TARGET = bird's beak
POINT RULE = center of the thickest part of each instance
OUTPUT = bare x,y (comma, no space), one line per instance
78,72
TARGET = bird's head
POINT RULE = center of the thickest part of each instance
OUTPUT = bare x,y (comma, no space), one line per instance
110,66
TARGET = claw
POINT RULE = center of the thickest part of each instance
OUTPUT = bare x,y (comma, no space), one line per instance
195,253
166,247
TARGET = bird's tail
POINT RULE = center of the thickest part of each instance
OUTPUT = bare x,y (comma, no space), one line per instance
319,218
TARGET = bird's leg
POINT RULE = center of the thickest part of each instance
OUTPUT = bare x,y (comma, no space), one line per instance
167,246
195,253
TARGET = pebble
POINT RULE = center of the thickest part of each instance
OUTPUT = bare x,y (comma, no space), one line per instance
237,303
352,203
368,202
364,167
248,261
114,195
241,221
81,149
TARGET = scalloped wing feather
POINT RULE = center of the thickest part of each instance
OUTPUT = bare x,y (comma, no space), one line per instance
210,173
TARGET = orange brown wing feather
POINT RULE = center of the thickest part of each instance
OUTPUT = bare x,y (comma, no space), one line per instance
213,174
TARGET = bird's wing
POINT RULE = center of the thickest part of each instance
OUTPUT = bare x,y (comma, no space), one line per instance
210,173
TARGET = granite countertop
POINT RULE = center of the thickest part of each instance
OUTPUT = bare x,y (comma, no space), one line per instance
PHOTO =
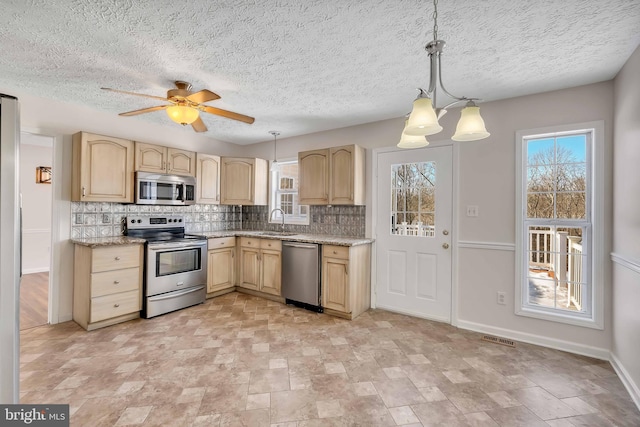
93,242
306,238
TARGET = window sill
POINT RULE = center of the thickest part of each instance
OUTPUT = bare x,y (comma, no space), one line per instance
585,322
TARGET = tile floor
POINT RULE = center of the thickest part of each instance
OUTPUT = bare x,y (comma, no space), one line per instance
241,360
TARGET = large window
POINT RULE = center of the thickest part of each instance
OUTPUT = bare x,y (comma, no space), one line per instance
558,276
284,194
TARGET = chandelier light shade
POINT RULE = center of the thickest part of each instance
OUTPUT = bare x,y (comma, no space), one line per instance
471,126
412,141
183,114
423,119
274,164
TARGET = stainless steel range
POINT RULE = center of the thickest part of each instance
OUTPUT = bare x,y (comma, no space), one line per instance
175,263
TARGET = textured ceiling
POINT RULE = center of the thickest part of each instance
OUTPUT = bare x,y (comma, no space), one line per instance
306,66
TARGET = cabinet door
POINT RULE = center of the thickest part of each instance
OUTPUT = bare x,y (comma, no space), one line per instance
249,268
102,169
342,175
271,272
208,179
237,181
335,284
220,269
181,162
151,158
313,169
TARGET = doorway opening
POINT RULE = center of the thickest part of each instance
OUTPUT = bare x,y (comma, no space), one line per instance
36,176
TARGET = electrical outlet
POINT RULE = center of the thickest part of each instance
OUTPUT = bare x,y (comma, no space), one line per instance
502,298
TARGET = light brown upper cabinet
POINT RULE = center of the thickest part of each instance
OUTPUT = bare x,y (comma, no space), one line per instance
208,179
243,181
332,176
102,169
159,159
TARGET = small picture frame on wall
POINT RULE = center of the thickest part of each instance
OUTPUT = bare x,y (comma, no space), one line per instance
43,175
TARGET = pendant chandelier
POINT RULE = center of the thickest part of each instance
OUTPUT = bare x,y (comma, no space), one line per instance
274,164
423,119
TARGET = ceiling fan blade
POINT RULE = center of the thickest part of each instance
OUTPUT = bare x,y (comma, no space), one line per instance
133,93
228,114
203,96
144,110
199,125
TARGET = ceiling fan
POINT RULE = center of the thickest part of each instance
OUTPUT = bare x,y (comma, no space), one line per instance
185,106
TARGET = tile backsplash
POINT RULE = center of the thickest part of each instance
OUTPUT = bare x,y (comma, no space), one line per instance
94,219
345,221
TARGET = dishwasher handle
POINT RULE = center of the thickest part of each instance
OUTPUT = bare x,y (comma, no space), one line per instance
300,245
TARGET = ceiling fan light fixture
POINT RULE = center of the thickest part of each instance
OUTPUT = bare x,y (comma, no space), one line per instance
183,114
470,126
422,120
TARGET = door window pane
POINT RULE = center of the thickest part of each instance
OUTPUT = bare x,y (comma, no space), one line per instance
413,199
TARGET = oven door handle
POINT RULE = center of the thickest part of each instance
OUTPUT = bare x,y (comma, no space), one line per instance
176,245
175,294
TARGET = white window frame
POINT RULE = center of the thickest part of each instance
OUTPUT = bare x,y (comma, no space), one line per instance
594,318
274,183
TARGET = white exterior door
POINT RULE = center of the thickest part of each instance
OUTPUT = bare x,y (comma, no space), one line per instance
413,232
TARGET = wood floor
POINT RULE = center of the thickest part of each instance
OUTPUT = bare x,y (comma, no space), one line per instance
34,300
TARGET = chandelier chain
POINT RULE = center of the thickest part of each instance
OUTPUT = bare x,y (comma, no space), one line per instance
435,19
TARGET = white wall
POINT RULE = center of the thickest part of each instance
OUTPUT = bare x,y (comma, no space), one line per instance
626,225
486,176
36,208
61,121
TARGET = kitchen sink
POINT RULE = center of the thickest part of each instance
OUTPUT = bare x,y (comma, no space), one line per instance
276,233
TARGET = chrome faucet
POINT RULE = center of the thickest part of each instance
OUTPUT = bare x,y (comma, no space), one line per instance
282,212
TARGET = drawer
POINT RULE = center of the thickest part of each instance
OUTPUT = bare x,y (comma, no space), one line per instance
111,282
221,242
115,258
108,306
274,245
330,251
250,242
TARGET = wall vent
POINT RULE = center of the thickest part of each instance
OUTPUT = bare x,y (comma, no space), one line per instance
498,340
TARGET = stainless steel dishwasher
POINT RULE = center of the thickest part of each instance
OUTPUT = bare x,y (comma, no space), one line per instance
301,275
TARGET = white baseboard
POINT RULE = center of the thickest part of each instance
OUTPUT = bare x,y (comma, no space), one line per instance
414,314
626,379
585,350
62,319
36,270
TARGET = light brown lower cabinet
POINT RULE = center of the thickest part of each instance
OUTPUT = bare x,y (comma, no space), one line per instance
221,265
107,284
346,280
261,265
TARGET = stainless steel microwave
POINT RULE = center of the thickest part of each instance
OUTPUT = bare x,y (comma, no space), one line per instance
162,189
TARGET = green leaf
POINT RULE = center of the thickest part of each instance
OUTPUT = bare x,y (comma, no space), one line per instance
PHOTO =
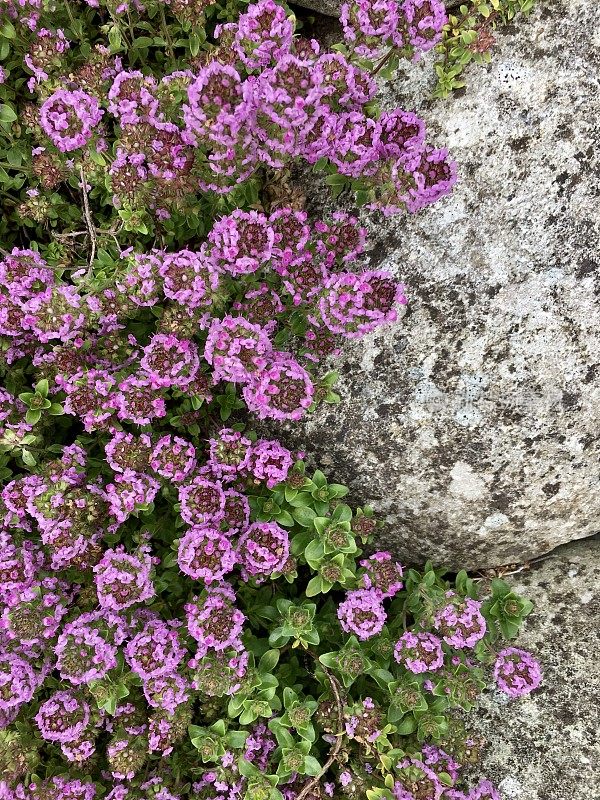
28,458
236,739
268,661
141,41
8,30
32,416
304,516
314,586
407,726
7,113
311,766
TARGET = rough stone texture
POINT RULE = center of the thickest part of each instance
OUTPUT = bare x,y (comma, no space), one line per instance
546,746
330,8
472,426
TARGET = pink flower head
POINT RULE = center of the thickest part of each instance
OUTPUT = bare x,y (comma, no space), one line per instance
189,278
229,452
241,243
402,136
270,462
173,458
236,515
516,672
204,553
86,650
419,652
122,579
130,492
484,791
382,574
214,621
23,272
70,118
169,361
201,501
233,347
362,613
263,548
420,781
355,304
18,681
126,451
281,390
213,98
425,182
91,396
426,19
371,25
139,401
54,313
460,623
166,692
63,717
131,97
264,34
261,307
156,650
141,283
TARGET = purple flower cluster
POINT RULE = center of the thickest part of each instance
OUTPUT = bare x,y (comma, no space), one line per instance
123,580
517,672
214,621
460,623
414,26
382,574
419,652
70,118
362,613
263,97
110,377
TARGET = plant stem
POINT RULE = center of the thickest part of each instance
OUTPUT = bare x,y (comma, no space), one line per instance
383,61
88,220
165,28
337,746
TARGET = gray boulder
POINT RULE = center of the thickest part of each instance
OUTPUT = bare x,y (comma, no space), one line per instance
472,425
545,746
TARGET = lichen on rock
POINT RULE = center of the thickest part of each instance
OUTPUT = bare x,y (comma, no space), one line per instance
473,425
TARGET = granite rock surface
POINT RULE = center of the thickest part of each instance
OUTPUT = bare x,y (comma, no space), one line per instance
473,425
546,746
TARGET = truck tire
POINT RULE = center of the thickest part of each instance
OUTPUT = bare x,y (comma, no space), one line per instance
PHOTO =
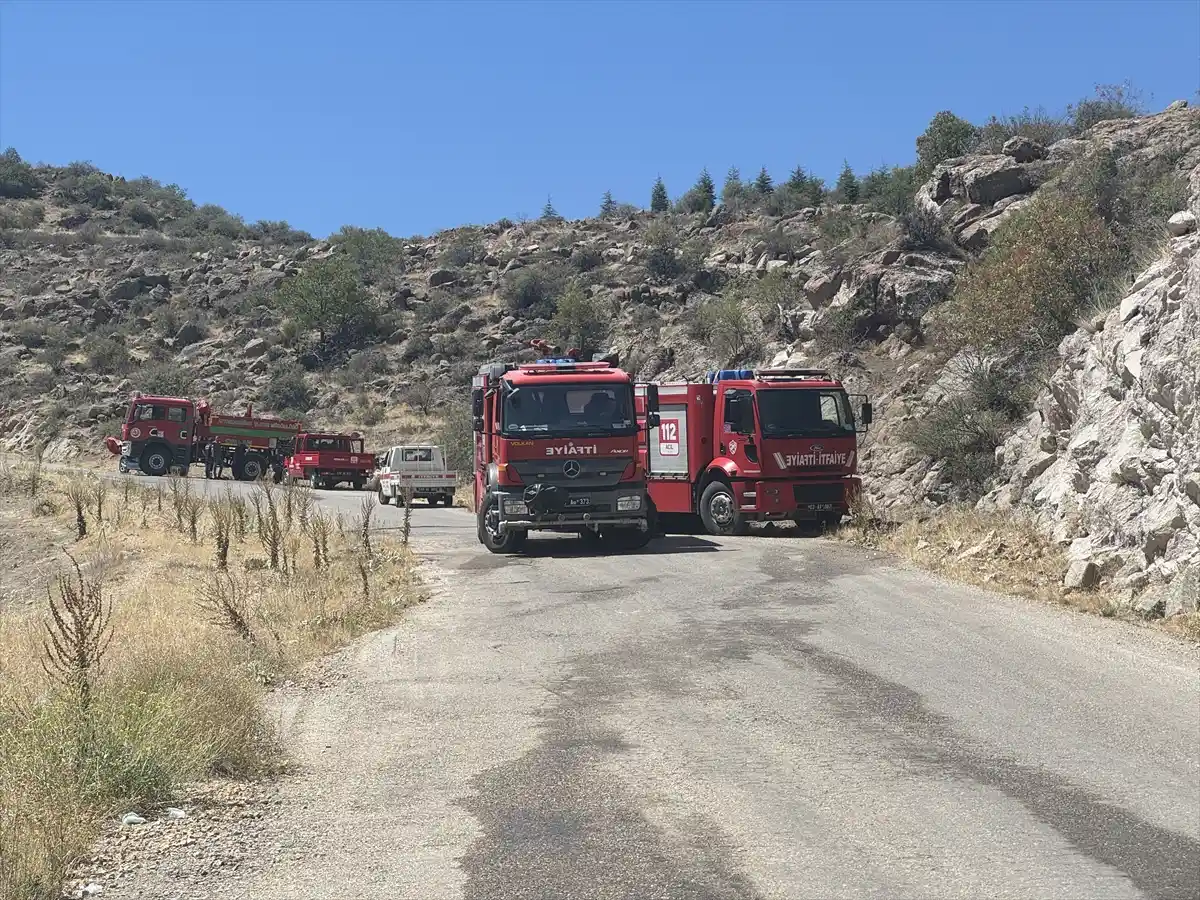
....
*ASSIGNED TASK*: Scan the material for "steel" and copy the lines that hold it.

*RESULT OF THIS TASK*:
TARGET = stainless steel range
TARGET = stainless steel dishwasher
TARGET = stainless steel microwave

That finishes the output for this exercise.